(Stored data entries)
───
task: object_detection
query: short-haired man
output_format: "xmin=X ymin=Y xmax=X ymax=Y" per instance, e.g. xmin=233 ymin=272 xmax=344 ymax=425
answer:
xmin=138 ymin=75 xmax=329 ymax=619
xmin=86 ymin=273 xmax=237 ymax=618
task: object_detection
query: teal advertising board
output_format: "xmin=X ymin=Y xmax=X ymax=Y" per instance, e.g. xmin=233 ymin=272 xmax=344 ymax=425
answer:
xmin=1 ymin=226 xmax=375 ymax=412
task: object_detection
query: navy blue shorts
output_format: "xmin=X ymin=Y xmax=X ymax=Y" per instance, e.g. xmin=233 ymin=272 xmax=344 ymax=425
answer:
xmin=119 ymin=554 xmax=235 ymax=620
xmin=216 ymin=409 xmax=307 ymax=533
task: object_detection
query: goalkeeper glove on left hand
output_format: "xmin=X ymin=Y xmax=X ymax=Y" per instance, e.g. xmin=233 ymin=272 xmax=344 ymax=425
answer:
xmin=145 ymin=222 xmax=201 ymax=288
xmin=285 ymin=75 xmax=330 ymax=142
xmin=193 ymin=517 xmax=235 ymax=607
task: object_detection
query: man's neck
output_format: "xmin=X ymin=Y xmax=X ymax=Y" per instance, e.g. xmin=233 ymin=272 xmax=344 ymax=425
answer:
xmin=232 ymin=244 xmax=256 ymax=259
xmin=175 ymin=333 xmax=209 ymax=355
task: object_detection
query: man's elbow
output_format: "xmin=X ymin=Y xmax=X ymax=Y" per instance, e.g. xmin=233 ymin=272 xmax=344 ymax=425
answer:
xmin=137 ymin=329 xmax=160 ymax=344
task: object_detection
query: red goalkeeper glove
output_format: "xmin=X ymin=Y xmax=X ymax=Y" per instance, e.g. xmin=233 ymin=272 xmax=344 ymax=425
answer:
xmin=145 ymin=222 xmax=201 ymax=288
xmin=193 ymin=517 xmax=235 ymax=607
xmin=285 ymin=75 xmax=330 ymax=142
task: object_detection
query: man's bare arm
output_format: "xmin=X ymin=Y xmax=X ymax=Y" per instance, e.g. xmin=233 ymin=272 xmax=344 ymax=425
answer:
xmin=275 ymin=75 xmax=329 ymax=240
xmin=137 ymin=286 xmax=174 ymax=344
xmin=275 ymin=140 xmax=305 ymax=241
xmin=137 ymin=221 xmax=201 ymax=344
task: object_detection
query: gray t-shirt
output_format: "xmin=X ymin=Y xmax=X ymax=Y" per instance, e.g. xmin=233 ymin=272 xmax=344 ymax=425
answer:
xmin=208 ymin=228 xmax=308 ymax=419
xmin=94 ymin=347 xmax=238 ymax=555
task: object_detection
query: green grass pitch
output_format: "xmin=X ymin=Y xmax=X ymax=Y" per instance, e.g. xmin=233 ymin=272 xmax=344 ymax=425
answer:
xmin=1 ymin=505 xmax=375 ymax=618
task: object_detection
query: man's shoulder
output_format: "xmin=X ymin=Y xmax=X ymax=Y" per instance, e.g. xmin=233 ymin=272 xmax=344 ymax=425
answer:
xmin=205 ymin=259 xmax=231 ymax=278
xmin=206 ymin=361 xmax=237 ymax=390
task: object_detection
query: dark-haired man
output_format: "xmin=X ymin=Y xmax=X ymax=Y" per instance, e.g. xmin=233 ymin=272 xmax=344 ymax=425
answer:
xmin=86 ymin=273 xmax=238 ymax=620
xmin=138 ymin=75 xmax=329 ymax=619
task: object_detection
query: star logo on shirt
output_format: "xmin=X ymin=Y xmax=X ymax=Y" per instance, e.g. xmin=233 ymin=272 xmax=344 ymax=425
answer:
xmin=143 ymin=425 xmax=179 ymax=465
───
Which lines of the data contain the string "shirt"? Gather all of them, matching case exactly.

query: gray t-shirt
query: star logo on shirt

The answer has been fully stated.